* [Written request 1] Can you arrange the listing lines as a JSON list of strings, one string per line, starting with the line that contains "Annotation sprint — target object: green" and going on through the line that contains "512,240,526,262", with blank lines left out?

* [Page excerpt]

■ ■ ■ ■

I've been looking at the code some more.
The first new patch adds a load of comments.
Unfortunately they are rather wrong (or in the wrong place) by the time
I finished. So I need to go around again at least once.
The main extra changes:
- Set node->prev to zero instead of node->locked = 1.
  This makes the loop after the smp_cond_load_relaxed() better.
  And the write to next->prev can move into osq_wait_next().
- Just call osq_wait_next() from osq_unlock() - it is the same code.
  Removes the unconditional cmpxchg on lock->tail (which needs to be
  _release in both places).
- Change node->next to be the cpu number - it is only used as a pointer
  once (I think Linus suggested that once).
- Stop 'node' being cache-line aligned - it only contains two cpu numbers.
  Just 8 byte align so it is all in one cache line.
  The data for the 'wrong' cpu is hardly ever accessed.

> 
> BTW, how much performance gain have you measured with this change? Can 
> we just leave it there to be safe.

You think I've been brave enough to run my changes :-)
Actually I've written a little test harness that lets me compile and run
the actual kernel source in usespace and 'prod' it with requests.
That let me add delays at particular points to check the unusual paths
(but not the effects of acquire/release).

I will run the next changes, hopefully there won't be anything nasty in
the rc kernel to catch me out.
But I've no real idea of how to exercise the code.

	David

> 
> > -
> >   	/*
> >   	 * We need both ACQUIRE (pairs with corresponding RELEASE in
> >   	 * unlock() uncontended, or fastpath) and RELEASE (to publish
> > @@ -109,6 +106,7 @@ bool osq_lock(struct optimistic_spin_queue *lock)
> >   	if (prev_cpu == OSQ_UNLOCKED_VAL)
> >   		return true;
> >   
> > +	node = this_cpu_ptr(&osq_node);
> >   	WRITE_ONCE(node->prev_cpu, prev_cpu);
> >   	prev = decode_cpu(prev_cpu);
> >   	node->locked = 0;  
> 
> I am fine with moving the initialization here. The other patches also 
> look good to me.
> 
> Cheers,
> Longman
>

Re: [PATCH v3 next 5/5] Avoid writing to node->next in the osq_lock() fast path

Posted by Waiman Long 3 weeks, 5 days ago

On 3/11/26 3:27 PM, Waiman Long wrote:
> On 3/6/26 5:51 PM, david.laight.linux@gmail.com wrote:
>> From: David Laight <david.laight.linux@gmail.com>
>>
>> When osq_lock() returns false or osq_unlock() returns static
>> analysis shows that node->next should always be NULL.
>> This means that it isn't necessary to explicitly set it to NULL
>> prior to atomic_xchg(&lock->tail, curr) on entry to osq_lock().
>>
>> Defer determining the address of the CPU's 'node' until after the
>> atomic_exchange() so that it isn't done in the uncontented path.
>>
>> Signed-off-by: David Laight <david.laight.linux@gmail.com>
>> ---
>>   kernel/locking/osq_lock.c | 6 ++----
>>   1 file changed, 2 insertions(+), 4 deletions(-)

■ ■ ■ ■

[Detection annotation records]
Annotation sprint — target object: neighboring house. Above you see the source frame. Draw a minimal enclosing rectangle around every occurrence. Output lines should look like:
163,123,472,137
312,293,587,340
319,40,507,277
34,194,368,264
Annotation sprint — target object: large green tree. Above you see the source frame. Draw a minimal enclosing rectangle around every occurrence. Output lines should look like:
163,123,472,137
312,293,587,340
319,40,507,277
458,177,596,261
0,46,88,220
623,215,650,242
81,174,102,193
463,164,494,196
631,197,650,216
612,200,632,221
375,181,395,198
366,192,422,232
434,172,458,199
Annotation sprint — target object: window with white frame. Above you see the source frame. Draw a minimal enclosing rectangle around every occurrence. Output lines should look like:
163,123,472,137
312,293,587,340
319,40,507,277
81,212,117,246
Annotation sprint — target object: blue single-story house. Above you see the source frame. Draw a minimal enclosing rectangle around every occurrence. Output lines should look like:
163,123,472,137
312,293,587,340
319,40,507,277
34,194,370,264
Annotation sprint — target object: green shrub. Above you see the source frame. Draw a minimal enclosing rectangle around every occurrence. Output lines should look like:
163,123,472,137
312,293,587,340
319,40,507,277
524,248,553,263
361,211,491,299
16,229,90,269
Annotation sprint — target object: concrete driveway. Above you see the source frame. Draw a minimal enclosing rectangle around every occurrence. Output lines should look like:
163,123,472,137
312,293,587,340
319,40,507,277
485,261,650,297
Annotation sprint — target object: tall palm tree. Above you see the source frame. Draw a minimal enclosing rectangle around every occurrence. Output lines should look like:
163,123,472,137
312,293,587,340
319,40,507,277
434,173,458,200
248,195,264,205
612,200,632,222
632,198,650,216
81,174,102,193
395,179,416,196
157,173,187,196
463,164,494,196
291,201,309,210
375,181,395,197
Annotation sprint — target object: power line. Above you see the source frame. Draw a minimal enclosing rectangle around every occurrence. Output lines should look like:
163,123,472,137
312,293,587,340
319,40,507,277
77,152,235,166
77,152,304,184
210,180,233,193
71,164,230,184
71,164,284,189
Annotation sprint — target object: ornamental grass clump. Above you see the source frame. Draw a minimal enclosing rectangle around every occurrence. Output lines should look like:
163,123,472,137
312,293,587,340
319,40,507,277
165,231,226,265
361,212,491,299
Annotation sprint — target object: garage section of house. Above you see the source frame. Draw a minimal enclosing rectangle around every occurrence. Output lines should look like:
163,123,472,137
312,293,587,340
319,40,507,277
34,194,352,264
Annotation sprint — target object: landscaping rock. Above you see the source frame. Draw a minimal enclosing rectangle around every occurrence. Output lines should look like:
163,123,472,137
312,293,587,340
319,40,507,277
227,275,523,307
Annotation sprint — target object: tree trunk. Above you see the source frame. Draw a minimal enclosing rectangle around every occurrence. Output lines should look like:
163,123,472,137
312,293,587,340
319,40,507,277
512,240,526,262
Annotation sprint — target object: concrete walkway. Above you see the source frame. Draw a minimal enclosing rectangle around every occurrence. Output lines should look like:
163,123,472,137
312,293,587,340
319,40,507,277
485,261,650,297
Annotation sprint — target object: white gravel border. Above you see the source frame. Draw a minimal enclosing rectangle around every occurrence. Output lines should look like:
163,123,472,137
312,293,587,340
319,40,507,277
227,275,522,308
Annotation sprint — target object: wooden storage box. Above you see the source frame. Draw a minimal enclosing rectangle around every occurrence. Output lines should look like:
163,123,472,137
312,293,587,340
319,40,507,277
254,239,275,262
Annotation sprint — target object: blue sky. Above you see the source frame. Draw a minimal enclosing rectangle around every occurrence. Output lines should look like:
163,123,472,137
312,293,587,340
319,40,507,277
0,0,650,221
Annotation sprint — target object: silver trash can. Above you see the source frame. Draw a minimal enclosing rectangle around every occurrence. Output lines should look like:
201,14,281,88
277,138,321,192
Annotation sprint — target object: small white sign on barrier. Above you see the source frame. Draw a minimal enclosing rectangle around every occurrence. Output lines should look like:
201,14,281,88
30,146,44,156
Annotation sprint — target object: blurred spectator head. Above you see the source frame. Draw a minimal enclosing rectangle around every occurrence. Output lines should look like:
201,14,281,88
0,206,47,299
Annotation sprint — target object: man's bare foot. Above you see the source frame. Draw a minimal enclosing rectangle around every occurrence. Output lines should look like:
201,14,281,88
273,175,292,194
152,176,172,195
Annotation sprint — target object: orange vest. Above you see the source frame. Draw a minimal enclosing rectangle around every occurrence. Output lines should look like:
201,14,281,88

■ ■ ■ ■

* [Written request 2] How would you sum up the osq_lock patch discussion in three sentences?

* [Answer 1]
[
  "Annotation sprint — target object: green shrub. Above you see the source frame. Draw a minimal enclosing rectangle around every occurrence. Output lines should look like:",
  "163,123,472,137",
  "312,293,587,340",
  "319,40,507,277",
  "524,248,553,263",
  "361,211,491,299",
  "16,229,90,269",
  "Annotation sprint — target object: concrete driveway. Above you see the source frame. Draw a minimal enclosing rectangle around every occurrence. Output lines should look like:",
  "163,123,472,137",
  "312,293,587,340",
  "319,40,507,277",
  "485,261,650,297",
  "Annotation sprint — target object: tall palm tree. Above you see the source frame. Draw a minimal enclosing rectangle around every occurrence. Output lines should look like:",
  "163,123,472,137",
  "312,293,587,340",
  "319,40,507,277",
  "434,173,458,200",
  "248,195,264,205",
  "612,200,632,222",
  "632,198,650,216",
  "81,174,102,193",
  "395,179,416,196",
  "157,173,187,196",
  "463,164,494,196",
  "291,201,309,210",
  "375,181,395,197",
  "Annotation sprint — target object: power line. Above you see the source frame. Draw a minimal enclosing rectangle around every occurrence. Output lines should look like:",
  "163,123,472,137",
  "312,293,587,340",
  "319,40,507,277",
  "77,152,235,166",
  "77,152,304,184",
  "210,180,233,193",
  "71,164,230,184",
  "71,164,284,189",
  "Annotation sprint — target object: ornamental grass clump. Above you see the source frame. Draw a minimal enclosing rectangle around every occurrence. Output lines should look like:",
  "163,123,472,137",
  "312,293,587,340",
  "319,40,507,277",
  "165,231,226,265",
  "361,212,491,299",
  "Annotation sprint — target object: garage section of house. Above you see the source frame. Draw a minimal enclosing rectangle around every occurrence. Output lines should look like:",
  "163,123,472,137",
  "312,293,587,340",
  "319,40,507,277",
  "34,194,352,264",
  "Annotation sprint — target object: landscaping rock. Above you see the source frame. Draw a minimal enclosing rectangle around every occurrence. Output lines should look like:",
  "163,123,472,137",
  "312,293,587,340",
  "319,40,507,277",
  "227,275,523,307",
  "Annotation sprint — target object: tree trunk. Above you see the source frame. Draw a minimal enclosing rectangle around every occurrence. Output lines should look like:",
  "163,123,472,137",
  "312,293,587,340",
  "319,40,507,277",
  "512,240,526,262"
]

* [Answer 2] David reports that the first new patch adds many comments that ended up wrong or misplaced, and lists further changes: setting node->prev to zero, calling osq_wait_next() from osq_unlock(), making node->next a cpu number, and aligning 'node' to 8 bytes rather than a cache line. He explains that a small test harness lets him run the kernel source in userspace and add delays to check unusual paths, though he has no real idea how to exercise the code. Longman is fine with moving the node initialization and says the other patches look good, and the last patch skips setting node->next to NULL in the osq_lock() fast path because static analysis shows it should always be NULL.